• _Problema A_
Responda estas preguntas sobre el texto acerca de Mi planta de naranja lima:
(i) ¿Qué edad tiene Zezé?
(ii) ¿Dónde transcurre la historia de Zezé?
(iii) ¿Qué roba Zezé todas las mañanas y para quién?

• _Texto dado_
Sus libros son de un lenguaje muy sencillo, en pero en esa simplicidad se ve reflejado un conocimiento inmenso sobre la vida y las personas, que solo viviendo mucho se puede alcanzar.

En el caso de Mi Planta de Naranja lima, nos cuenta la historia de Zezé, un niño de 5 o 6 años, un niño de una familia muy pobre, que lo unico que quiere es ser niño, ser feliz. En la historia lo acompaños en sus travesuras cotidianas, algunas más graves que otras, lo acompañamos en sus actos de ternura, que es imposible que no nos abriguen el corazón, por ejemplo, en los juegos que inventa para cuidar a su hermanito menor, o en la amistad con su arbolito, que da nombre al libro, o en los gestos de cariño con con su padre desempleado por el que un día lustra zapatos para complarle cigarros y alegrarle un poco, o con su profesora por la que roba flores todos las mañanas, para que no sea la única profesora sin regalos en su escritorio, o con su hermano, 4 años mayor, por el que pelea contra cualquiera con tal de defenderlo,lo acompañamos en su admiración por su incansable madre que mantiene a toda la familia,y es imposible no preguntarse cuántas mujeres como esa hay en Latinoamérica, en el mundo?; pero también lo acompañamos, y no con menos emoción, en los brutales encuentros con las injusticias de la vida, con las que se encuentra dolorosamente temprano, y a las que se enfrenta con la valentía de los más grandes héroes mitológicos, en la que se ve reflejada la inmensa fortaleza de la que es capaz el ser humano, y al mismo tiempo la alegría característica de los países latinoamericanos.

La historia de Zezé transcurre en un barrio de Rio de Janeiro, y en ella podemos ver detalles inconfundiblemente brasileros, pero también es una historia universal, porque es una historia sobre lo importante, sobre lo esencial, eso que la zorra de El Principito nos enseñó que es invisible a los ojos.

Aunque no seamos brasileros, o no hayamos vivido en la pobreza, todos hemos sido, por lo menos un poco, como Zezé: Indomables, llenos de todo tipo de sueños, llenos de bondad, dueños de una sed interminable de cariño, en fin,todos hemos sido niños. Y aunque la vida no haya sido para nosotros tan dura como lo fue para Zezé,creo que ser niño no es fácil para nadie, y, por lo menos en mi caso, mientras más presto atención a mi alrededor, mientras más de cerca me toca convivir con la muerte, me doy cuenta, cada vez más, de lo importante que es la etapa en la que somos niños, de lo profundas que son las marcas que nos dejan esos años, en los que las cosas buenas son las maravillas más grandes y las malas, las tragedias más terribles que pudiesen pasar.

Filas de un conjunto de datos
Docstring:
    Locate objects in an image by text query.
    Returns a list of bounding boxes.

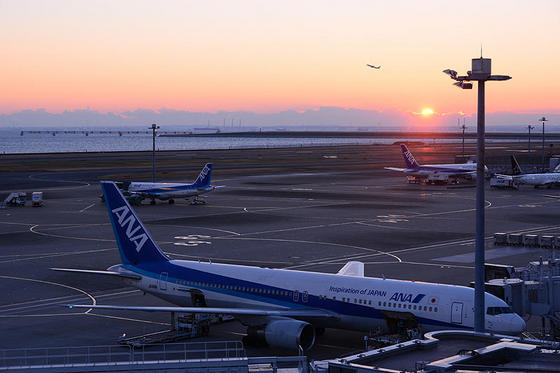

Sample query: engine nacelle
[248,319,315,350]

• _Problema B_
Indique cuántas líneas de los registros contienen la palabra "query", distinguiendo entre mayúsculas y minúsculas. Responda solo con el número.

• _Respuesta completa A_
(i) Tiene 5 o 6 años.
(ii) En un barrio de Rio de Janeiro.
(iii) Roba flores para su profesora.

• _Respuesta completa B_
2